Work to complete: Reproduce the essay on slavery and the rise of governments from "Slavery was also" up to and including "no economic sense.", keeping every word and mark unchanged.

** start Provided passage **

|Scars of a whipped slave (April 2, 1863, Baton Rouge, Louisiana, USA. Original caption: “Overseer Artayou Carrier whipped me. I was two months in bed sore from the whipping. My master come after I was whipped; he discharged the overseer. The very words of poor Peter, taken as he sat for his picture.” (Photo credit: Wikipedia)
I’ve been working on these ideas for a long time and I’ve finally reduced them to writing.
Governments arise because increased production makes theft and chattel slavery profitable. Both depend on violence, so violence becomes valuable and a competitive market for violence emerges.
Chattel slavery becomes economically inefficient, but new forms of slavery, such as wave slavery, are invented to meet market needs.
Theft continues to be profitable but the dynamics of a free and open market for violence leads market participants to strategies the reduce both wealth and theft opportunities. As a result participants come to prefer monopoly violence and theft over free market violence and theft, and thus to accept tax theft rather than outright theft as the cost of that preference.
Thus do governments arise through the invisible hand of the market for violence.
Now the long version.
Back in the old, old days people were organized in small tribes. Most were governed by consensus. The people in such tribes took what they needed to survive and retained relatively little surplus. In those days thievery was not a big business because theft is an economic enterprise with costs and benefits and no one had much that was worth the cost of stealing–except perhaps territory. But taking territory was not theft, it was conquest.
Slavery was also unprofitable. To be profitable, the cost of capturing and then supervising a slave had exceed the value that a slave could produce beyond its cost. As rational economic agents, primitive people killed or drove off people so they could take their land. Captives might be tortured for entertainment, there being no Internet at the time. But slavery and theft made no economic sense.
Improvements make theft and slavery profitable
As humans developed agriculture and other technologies and learned better ways of organizing themselves, they were able to increase individual productivity. This changed the economic balance. Slavery could now be profitable because individuals could produce substantially more than subsistence. Groups improved their standard of living by taking territory, enslaving the territory’s former occupants, and having those slaves produce wealth which their masters took, leaving the slave just enough to survive.

** end Provided passage **
** start Listed entries **

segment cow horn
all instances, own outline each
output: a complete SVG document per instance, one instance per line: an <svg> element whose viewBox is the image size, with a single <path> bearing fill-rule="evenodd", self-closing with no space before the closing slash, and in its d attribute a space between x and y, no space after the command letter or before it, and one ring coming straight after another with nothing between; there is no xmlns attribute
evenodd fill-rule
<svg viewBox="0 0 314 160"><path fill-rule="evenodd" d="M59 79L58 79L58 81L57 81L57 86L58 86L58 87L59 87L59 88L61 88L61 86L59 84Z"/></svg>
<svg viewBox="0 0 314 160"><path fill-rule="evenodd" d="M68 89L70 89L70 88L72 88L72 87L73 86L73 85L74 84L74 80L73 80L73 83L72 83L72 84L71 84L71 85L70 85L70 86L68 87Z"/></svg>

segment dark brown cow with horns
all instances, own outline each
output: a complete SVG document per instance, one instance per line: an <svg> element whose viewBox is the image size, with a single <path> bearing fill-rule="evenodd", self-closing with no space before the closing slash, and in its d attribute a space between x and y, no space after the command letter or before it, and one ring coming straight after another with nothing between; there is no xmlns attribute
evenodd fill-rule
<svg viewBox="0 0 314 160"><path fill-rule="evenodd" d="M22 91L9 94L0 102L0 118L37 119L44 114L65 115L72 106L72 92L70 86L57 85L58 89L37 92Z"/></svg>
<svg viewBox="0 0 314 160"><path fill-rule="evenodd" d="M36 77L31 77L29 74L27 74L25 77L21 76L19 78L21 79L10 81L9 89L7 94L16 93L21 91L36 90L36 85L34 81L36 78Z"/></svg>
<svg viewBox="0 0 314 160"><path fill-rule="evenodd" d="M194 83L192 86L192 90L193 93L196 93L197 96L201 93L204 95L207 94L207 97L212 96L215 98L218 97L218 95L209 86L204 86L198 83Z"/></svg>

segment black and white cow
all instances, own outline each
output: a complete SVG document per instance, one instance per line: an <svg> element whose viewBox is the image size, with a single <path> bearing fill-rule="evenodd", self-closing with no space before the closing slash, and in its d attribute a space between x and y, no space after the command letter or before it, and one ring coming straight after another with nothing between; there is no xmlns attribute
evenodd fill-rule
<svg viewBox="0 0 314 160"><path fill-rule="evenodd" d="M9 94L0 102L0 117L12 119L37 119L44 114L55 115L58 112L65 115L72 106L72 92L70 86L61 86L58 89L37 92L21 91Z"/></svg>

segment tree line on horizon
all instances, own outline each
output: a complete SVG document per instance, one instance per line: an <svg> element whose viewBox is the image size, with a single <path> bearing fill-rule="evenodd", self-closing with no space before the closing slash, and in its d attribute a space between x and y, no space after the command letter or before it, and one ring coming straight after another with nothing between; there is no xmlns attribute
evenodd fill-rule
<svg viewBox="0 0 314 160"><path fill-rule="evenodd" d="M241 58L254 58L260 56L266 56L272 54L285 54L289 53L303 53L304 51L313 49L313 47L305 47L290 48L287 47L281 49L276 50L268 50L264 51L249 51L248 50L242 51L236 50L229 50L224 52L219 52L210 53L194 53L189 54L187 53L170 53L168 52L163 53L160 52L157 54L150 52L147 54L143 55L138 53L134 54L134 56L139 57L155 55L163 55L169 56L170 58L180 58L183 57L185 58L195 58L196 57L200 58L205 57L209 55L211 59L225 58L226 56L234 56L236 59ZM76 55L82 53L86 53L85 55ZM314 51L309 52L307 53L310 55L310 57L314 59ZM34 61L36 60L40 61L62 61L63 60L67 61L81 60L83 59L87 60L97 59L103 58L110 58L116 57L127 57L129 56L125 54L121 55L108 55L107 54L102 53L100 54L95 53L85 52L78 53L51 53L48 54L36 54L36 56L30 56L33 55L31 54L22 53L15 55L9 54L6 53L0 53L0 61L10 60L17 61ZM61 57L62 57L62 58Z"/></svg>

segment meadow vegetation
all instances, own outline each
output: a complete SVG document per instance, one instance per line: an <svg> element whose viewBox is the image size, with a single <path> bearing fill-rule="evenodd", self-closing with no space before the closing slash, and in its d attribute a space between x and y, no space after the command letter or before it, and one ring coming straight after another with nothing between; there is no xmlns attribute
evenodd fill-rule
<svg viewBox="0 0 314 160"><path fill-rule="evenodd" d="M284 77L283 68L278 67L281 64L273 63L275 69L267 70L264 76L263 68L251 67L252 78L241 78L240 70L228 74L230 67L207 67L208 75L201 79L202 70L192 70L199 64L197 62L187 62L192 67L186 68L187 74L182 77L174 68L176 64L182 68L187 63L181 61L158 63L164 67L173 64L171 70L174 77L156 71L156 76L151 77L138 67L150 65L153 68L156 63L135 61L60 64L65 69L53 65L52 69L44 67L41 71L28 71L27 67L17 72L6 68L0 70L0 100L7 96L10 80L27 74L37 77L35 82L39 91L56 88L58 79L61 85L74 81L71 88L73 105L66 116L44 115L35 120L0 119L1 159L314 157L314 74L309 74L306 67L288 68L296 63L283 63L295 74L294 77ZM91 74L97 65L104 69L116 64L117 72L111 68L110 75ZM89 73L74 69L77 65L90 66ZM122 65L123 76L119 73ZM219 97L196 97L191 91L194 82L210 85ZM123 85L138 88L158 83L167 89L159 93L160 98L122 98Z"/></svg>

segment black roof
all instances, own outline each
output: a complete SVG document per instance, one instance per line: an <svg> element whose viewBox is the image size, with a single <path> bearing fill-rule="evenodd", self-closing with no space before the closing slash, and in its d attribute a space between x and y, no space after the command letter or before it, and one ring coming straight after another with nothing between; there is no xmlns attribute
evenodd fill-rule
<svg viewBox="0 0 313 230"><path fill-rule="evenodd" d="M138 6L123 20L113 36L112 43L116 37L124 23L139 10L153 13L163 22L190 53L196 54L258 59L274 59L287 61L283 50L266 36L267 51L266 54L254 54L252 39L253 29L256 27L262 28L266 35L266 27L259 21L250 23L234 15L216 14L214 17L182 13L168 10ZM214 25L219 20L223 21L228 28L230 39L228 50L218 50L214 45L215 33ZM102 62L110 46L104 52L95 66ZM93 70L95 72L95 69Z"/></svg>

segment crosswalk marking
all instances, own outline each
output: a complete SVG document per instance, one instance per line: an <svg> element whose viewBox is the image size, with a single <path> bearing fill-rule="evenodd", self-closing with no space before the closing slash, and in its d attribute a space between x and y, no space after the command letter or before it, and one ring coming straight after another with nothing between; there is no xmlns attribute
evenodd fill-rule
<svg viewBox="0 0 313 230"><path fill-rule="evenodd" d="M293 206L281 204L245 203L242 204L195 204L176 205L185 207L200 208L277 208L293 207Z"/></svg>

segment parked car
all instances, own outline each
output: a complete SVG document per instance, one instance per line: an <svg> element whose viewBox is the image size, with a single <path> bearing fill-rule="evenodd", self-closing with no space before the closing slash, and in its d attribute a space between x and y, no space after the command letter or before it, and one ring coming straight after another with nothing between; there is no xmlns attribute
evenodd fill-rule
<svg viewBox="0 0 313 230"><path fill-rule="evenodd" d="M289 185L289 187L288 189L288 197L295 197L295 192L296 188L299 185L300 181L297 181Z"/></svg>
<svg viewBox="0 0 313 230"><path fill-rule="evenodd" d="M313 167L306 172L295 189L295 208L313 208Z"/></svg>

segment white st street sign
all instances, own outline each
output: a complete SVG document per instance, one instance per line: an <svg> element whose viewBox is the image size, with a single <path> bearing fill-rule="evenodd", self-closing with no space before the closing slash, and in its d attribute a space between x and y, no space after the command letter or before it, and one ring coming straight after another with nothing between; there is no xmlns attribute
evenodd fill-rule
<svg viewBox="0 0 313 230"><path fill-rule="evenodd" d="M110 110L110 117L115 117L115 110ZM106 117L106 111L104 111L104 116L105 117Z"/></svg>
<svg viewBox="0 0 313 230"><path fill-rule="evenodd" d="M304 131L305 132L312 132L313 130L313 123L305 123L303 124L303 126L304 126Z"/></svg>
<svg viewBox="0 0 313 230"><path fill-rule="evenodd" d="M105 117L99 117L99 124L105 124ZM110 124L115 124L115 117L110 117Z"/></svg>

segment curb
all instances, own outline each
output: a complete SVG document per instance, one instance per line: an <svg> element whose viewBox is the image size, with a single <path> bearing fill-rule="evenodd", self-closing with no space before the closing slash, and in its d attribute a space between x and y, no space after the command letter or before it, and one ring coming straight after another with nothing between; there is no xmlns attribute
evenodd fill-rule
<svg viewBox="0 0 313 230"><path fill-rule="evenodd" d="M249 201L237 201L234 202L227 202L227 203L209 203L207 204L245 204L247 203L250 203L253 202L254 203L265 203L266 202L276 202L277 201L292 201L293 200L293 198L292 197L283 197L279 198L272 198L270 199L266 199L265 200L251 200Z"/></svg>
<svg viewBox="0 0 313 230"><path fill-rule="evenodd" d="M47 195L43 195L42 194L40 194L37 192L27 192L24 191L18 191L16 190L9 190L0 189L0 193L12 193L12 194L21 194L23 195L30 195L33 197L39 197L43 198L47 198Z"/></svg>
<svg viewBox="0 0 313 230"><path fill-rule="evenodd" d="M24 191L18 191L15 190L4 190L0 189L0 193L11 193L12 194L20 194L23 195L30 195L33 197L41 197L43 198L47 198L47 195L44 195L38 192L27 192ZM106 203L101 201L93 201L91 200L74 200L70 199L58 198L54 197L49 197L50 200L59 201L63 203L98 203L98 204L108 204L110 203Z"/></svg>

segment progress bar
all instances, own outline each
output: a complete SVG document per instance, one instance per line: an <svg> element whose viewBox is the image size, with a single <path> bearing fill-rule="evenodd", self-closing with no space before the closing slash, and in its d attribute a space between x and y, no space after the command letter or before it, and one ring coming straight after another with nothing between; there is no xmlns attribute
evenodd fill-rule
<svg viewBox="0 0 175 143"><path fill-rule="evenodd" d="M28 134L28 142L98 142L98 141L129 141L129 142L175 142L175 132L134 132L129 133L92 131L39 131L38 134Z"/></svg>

** end Listed entries **

Correct response:
Slavery was also unprofitable. To be profitable, the cost of capturing and then supervising a slave had exceed the value that a slave could produce beyond its cost. As rational economic agents, primitive people killed or drove off people so they could take their land. Captives might be tortured for entertainment, there being no Internet at the time. But slavery and theft made no economic sense.